#### Required action:
Return the lines below that contain the word "beard".

#### Data:

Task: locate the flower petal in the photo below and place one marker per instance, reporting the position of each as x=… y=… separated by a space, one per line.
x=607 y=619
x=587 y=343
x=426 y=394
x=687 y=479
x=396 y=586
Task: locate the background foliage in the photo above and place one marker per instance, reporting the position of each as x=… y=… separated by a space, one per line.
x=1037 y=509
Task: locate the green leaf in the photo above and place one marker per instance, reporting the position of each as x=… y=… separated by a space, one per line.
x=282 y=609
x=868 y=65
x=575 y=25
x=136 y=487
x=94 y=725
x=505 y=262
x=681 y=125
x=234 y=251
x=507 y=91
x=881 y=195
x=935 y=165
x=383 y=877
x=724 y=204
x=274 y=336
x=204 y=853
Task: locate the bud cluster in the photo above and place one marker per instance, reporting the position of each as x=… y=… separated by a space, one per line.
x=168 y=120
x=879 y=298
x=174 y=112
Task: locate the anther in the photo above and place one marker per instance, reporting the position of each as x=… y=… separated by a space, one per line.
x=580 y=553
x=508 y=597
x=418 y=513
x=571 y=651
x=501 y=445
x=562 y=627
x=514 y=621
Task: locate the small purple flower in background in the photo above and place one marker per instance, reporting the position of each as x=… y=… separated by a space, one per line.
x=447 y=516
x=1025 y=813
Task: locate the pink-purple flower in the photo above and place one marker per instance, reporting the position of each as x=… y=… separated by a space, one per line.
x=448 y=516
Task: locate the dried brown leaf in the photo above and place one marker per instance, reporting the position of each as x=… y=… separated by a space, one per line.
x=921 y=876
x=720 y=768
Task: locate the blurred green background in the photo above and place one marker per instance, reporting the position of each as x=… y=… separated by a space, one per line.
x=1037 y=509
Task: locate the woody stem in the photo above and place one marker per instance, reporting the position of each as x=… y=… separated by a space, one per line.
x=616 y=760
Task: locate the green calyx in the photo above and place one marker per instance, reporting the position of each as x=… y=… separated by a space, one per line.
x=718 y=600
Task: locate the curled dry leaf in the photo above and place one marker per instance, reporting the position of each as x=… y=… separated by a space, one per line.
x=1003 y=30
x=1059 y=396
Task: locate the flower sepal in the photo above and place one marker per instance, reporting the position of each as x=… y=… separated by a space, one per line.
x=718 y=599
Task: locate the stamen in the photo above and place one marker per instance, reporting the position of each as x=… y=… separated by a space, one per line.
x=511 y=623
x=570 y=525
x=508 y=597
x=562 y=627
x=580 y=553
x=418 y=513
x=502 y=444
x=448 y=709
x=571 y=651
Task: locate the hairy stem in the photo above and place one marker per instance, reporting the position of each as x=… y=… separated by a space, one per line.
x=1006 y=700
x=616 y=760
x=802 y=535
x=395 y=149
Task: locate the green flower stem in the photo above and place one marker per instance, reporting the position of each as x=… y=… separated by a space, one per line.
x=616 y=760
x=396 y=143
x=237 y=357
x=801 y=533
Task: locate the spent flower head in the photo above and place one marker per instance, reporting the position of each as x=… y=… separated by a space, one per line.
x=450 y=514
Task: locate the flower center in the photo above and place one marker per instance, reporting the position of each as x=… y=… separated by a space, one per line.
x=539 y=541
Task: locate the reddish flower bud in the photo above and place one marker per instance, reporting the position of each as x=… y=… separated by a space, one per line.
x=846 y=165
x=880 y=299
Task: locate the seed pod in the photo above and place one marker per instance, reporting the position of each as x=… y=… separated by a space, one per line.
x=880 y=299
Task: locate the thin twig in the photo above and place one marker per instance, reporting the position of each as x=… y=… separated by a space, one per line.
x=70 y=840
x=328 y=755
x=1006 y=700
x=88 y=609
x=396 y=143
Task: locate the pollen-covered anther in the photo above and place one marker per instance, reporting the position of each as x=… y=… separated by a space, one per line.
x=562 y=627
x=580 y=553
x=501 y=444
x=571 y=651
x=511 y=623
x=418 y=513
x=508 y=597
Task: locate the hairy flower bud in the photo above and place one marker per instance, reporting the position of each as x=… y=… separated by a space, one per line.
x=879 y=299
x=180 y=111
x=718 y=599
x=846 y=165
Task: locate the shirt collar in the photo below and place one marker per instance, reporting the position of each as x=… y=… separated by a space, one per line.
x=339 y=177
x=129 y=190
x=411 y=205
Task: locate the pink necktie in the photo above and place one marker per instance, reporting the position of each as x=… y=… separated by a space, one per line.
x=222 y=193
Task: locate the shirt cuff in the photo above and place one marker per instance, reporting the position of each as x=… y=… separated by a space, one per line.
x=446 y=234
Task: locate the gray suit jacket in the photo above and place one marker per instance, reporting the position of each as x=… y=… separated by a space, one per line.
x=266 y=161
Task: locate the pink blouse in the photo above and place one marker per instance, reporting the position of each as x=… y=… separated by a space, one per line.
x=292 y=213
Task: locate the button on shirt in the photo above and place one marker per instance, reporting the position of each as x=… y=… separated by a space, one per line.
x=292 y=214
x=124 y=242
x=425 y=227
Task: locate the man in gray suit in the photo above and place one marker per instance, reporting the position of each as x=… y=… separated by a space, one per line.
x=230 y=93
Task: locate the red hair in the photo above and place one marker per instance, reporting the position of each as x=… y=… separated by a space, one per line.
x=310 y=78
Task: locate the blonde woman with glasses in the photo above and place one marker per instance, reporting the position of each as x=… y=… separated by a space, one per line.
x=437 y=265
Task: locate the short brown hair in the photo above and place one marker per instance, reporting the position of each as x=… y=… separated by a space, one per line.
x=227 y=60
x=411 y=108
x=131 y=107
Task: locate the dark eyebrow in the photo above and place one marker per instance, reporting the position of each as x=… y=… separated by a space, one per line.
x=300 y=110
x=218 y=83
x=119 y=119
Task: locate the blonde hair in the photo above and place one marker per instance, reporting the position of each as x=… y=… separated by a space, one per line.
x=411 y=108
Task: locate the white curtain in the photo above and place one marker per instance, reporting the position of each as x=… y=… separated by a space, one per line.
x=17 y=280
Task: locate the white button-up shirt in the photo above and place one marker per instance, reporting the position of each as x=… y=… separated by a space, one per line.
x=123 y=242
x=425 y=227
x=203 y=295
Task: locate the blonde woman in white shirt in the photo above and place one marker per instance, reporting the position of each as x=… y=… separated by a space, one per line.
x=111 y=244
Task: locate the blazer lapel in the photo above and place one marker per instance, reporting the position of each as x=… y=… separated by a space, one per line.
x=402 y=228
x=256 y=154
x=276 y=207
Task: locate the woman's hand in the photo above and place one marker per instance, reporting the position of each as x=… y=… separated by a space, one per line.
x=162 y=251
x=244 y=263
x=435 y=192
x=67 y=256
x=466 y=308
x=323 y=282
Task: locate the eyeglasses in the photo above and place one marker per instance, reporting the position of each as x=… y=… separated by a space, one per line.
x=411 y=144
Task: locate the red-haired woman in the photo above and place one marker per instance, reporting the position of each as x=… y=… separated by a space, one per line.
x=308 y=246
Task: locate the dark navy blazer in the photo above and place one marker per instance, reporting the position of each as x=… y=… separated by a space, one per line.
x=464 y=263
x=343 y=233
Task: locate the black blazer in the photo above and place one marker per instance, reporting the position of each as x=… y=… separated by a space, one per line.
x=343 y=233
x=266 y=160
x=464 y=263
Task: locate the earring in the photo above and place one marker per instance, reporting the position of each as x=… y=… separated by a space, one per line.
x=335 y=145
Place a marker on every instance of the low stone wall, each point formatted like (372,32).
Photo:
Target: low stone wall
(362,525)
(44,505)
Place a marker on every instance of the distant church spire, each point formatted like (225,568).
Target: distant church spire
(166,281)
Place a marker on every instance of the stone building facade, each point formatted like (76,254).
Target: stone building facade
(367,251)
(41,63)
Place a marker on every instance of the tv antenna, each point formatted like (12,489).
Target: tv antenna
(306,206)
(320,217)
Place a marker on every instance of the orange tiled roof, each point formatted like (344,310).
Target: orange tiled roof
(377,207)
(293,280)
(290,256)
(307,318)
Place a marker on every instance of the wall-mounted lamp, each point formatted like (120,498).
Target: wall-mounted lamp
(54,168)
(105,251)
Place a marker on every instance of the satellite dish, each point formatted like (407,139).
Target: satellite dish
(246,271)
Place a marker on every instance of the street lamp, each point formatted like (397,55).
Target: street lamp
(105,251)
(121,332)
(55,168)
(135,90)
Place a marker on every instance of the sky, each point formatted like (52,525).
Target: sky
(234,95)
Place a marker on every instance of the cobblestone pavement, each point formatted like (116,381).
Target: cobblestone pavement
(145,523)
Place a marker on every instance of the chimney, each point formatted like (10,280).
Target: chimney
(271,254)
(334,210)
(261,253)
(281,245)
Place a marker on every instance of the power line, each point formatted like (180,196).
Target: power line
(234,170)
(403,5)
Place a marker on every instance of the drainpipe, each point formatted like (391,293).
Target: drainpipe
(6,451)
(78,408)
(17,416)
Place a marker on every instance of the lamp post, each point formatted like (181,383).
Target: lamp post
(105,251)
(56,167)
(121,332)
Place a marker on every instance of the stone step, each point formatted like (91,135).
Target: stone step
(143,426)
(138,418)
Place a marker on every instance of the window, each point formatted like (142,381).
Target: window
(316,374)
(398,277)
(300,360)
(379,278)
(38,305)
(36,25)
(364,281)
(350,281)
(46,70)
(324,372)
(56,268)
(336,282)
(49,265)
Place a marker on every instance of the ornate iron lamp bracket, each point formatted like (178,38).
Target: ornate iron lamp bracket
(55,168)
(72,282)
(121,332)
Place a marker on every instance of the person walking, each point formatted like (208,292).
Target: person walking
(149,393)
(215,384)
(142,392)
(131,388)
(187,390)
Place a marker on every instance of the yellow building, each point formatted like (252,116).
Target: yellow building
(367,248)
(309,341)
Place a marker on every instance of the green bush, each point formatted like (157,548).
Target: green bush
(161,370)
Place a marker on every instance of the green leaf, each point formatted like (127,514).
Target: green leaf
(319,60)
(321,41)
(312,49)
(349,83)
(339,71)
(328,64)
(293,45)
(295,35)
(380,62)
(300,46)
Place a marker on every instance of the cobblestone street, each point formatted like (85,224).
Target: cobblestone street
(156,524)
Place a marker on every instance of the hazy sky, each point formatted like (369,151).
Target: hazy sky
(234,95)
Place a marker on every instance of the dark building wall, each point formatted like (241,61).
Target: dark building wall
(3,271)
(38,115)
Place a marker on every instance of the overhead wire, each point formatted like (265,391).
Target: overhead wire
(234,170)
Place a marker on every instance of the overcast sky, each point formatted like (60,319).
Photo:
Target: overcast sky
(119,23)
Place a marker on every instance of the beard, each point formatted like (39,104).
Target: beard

#### Reply to the task:
Place a marker on every instance of the beard, each point formatted like (39,104).
Target: beard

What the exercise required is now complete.